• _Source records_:
########################################

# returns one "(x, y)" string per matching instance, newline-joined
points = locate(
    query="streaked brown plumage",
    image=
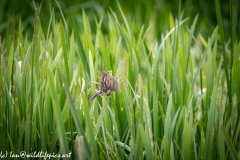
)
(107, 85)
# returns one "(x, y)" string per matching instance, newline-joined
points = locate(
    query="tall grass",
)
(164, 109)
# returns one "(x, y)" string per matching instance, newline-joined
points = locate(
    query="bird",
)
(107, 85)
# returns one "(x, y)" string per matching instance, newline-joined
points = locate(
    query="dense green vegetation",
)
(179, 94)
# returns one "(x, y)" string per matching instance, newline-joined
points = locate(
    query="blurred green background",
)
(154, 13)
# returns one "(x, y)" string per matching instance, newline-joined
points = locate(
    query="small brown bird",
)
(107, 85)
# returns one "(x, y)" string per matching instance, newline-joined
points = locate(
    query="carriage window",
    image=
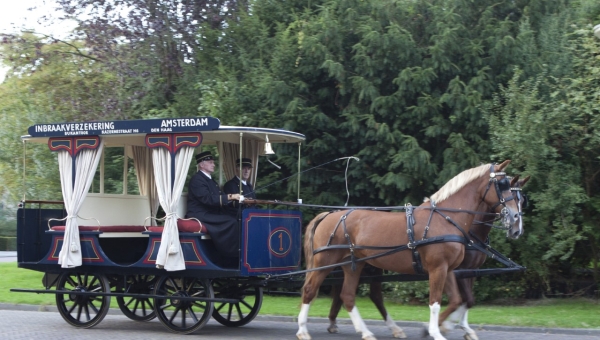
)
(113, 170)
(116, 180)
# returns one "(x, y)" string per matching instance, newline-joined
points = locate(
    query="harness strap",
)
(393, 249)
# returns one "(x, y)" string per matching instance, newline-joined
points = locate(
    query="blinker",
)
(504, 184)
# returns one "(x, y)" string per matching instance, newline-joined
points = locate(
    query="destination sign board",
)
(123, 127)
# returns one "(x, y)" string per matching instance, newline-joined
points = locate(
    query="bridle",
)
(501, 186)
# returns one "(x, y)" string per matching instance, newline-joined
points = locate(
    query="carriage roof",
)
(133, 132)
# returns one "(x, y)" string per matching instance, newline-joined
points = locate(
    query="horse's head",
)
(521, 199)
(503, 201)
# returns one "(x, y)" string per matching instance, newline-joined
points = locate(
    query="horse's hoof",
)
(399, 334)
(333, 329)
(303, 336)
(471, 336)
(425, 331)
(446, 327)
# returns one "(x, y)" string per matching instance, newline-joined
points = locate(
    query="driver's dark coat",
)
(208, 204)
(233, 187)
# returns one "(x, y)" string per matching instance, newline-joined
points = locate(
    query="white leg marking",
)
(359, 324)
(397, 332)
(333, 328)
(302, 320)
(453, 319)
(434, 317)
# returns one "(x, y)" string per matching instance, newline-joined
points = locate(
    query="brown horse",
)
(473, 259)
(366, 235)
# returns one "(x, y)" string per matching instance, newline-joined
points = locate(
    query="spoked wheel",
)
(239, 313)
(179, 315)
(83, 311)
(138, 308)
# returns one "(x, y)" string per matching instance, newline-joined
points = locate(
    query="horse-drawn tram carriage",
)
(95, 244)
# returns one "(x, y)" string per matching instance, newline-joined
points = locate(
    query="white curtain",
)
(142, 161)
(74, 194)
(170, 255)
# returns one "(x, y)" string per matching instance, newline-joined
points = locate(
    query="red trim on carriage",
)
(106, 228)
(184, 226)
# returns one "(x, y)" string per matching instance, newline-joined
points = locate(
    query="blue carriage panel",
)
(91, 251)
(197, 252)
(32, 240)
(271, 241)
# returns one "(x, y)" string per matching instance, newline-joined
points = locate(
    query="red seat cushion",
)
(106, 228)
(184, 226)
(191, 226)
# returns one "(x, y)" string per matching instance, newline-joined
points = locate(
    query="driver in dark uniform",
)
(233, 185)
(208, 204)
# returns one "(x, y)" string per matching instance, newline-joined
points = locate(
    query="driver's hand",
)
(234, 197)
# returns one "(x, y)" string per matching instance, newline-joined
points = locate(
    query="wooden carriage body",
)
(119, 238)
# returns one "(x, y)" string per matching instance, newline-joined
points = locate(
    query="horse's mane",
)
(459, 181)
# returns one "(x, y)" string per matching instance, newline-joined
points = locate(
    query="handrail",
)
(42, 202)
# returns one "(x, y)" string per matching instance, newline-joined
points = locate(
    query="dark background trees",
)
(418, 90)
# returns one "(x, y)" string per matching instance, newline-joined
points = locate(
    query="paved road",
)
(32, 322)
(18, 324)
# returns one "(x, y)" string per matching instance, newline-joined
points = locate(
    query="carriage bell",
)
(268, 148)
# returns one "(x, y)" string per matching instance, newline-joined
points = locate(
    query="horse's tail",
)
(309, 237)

########################################

• _What to work on_: Without the pictures, write out every entry exactly as it appears.

• _Answer for the task_:
# returns one "(x, y)" string per matching instance, newline-joined
points = locate(
    query="streaked brown plumage",
    image=
)
(107, 85)
# returns one "(x, y)" string per matching instance, newline-joined
points = locate(
    query="tall grass",
)
(164, 109)
# returns one "(x, y)" string per matching instance, newline-joined
points = locate(
    query="bird",
)
(107, 85)
# returns one "(x, y)" string per matching instance, newline-joined
points = locate(
    query="dense green vegetation",
)
(179, 94)
# returns one "(x, y)" string per matching instance, newline-joined
points = locate(
    query="blurred green background",
)
(154, 13)
# returns one "(x, y)" string per matching instance, newline-joined
points = locate(
    query="small brown bird",
)
(107, 85)
# returns one "(x, y)" string per matching instance, newline-joined
points = locate(
    query="carriage window",
    image=
)
(113, 170)
(116, 180)
# returns one "(x, y)" string per matching instance, newline-joined
points = locate(
    query="harness strap",
)
(393, 249)
# returns one "(x, y)" string per matching instance, newline-joined
points = locate(
    query="blinker",
)
(504, 184)
# returns one "(x, y)" string per matching instance, newline-joined
points = locate(
    query="destination sign board",
)
(123, 127)
# returns one "(x, y)" string per matching instance, newline-joined
points = locate(
    query="bridle",
)
(501, 186)
# returns one "(x, y)" string per matching instance, newline-joined
points = locate(
    query="carriage roof",
)
(133, 132)
# returns one "(x, y)" string per matching instance, newline-joined
points = locate(
    query="horse's head",
)
(521, 199)
(503, 201)
# returns one "(x, y)" string per matching instance, newline-joined
points = locate(
    query="horse's hoof",
)
(399, 334)
(333, 329)
(303, 336)
(471, 336)
(425, 331)
(446, 327)
# returns one "(x, y)" string per matching instance, newline-joined
points = locate(
    query="driver's dark coat",
)
(208, 204)
(233, 187)
# returns one "(x, y)" string per matching instance, newline-joined
points = locate(
    query="white leg marking",
)
(359, 324)
(397, 332)
(333, 328)
(302, 320)
(453, 319)
(434, 317)
# returns one "(x, y)" string per matching instance, newline-joined
points = locate(
    query="brown horse",
)
(473, 259)
(366, 235)
# returns one "(x, y)" string per matching instance, newline-joined
points = locate(
    query="spoked wheel",
)
(239, 313)
(179, 315)
(83, 311)
(138, 308)
# returns one "(x, y)" string per matching instance, newline-joined
points = locate(
    query="horse-drawn tram carriage",
)
(95, 244)
# returns one "(x, y)" string per matching instance, newline-joined
points = locate(
    query="white curtain",
)
(142, 161)
(74, 194)
(170, 255)
# returns one "(x, y)" string per matching instance, newline-joined
points = locate(
    query="red trim on carriage",
)
(106, 228)
(184, 226)
# returns one "(x, y)" string per matching instance, newline-joined
points = locate(
    query="blue carriage panel",
)
(91, 251)
(197, 252)
(32, 240)
(271, 241)
# returns one "(x, y)" string per matching instance, newline-joined
points = locate(
    query="red seat cushion",
)
(106, 228)
(184, 226)
(191, 226)
# returns one "(x, y)" string per matching instance, newline-joined
points = locate(
    query="driver in dark uniform",
)
(233, 185)
(208, 204)
# returns one "(x, y)" string per matching instance, newline-joined
points = locate(
    query="driver's hand",
)
(234, 197)
# returns one "(x, y)" string per matching instance, newline-joined
points = locate(
    query="wooden carriage body",
)
(119, 238)
# returns one "(x, y)" string per matching instance, newline-joined
points = locate(
    query="horse's mane",
)
(459, 181)
# returns one "(x, y)" string per matching instance, newline-joined
points = locate(
    query="handrail",
)
(42, 202)
# returns one "(x, y)" string per matching instance, newline-joined
points = locate(
    query="dark background trees",
)
(418, 90)
# returns one "(x, y)" string per matching instance, newline-joined
points = locate(
    query="paved road",
)
(32, 322)
(18, 324)
# returns one "(x, y)" string per matching instance, newline-joined
points = locate(
    query="carriage bell",
)
(268, 148)
# returns one "(x, y)" string per matching instance, newline-joined
points = locate(
    query="horse's tail",
)
(309, 237)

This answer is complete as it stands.